━━━ ENTRIES SUPPLIED ━━━
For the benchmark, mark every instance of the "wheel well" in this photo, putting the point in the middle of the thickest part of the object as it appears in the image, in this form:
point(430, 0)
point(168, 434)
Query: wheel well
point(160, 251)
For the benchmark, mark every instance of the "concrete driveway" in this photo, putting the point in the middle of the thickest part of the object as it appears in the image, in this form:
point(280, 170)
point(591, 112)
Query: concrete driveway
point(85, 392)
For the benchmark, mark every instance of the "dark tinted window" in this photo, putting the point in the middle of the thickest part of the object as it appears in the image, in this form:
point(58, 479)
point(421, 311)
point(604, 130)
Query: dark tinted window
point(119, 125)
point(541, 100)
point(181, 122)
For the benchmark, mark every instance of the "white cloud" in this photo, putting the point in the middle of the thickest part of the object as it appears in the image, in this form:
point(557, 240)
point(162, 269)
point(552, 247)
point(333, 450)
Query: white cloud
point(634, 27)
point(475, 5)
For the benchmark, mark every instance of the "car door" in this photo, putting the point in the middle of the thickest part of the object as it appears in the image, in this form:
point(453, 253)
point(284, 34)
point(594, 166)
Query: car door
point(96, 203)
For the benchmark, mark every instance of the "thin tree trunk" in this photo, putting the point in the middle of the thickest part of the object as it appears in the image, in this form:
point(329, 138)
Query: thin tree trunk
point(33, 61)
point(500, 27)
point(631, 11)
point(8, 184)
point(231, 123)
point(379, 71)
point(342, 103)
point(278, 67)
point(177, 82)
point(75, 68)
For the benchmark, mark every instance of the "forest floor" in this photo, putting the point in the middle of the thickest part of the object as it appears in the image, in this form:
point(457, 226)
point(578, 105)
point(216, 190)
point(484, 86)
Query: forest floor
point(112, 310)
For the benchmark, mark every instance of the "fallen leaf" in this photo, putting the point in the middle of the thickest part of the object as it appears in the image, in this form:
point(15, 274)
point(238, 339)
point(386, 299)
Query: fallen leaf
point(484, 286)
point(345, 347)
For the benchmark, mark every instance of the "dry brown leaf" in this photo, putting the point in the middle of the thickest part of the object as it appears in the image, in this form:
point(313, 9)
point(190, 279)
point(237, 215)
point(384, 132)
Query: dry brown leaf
━━━
Lay out the rows as a numbered list with blank lines dropped, running from the first line through the line that holds "point(475, 5)", both included.

1. For the benchmark, mark every instance of the "wheel well" in this photo, putting the point in the middle of the thickest part of the object as it appears in the image, in this form:
2. point(430, 0)
3. point(168, 434)
4. Query: wheel well
5. point(160, 251)
6. For the benchmark, mark every instance of the "concrete driveway" in this photo, putting the point in the middle of the thickest part of the object as it appears in the image, in this form:
7. point(280, 170)
8. point(591, 112)
9. Query: concrete driveway
10. point(85, 392)
11. For the benchmark, mark every instance of the "dark tinted window" in this photo, putting the point in the middle of the thickest part of the object as it appears in the image, in this form:
12. point(58, 479)
13. point(421, 311)
14. point(604, 130)
15. Query: dark tinted window
16. point(119, 125)
17. point(541, 100)
18. point(181, 122)
19. For the benchmark, mark every instance of the "white cloud" in this photo, putting the point in the middle of the thickest part of the object as it appears in the image, in this form:
20. point(557, 240)
21. point(162, 269)
22. point(552, 247)
23. point(333, 450)
24. Query: white cloud
25. point(634, 27)
26. point(475, 5)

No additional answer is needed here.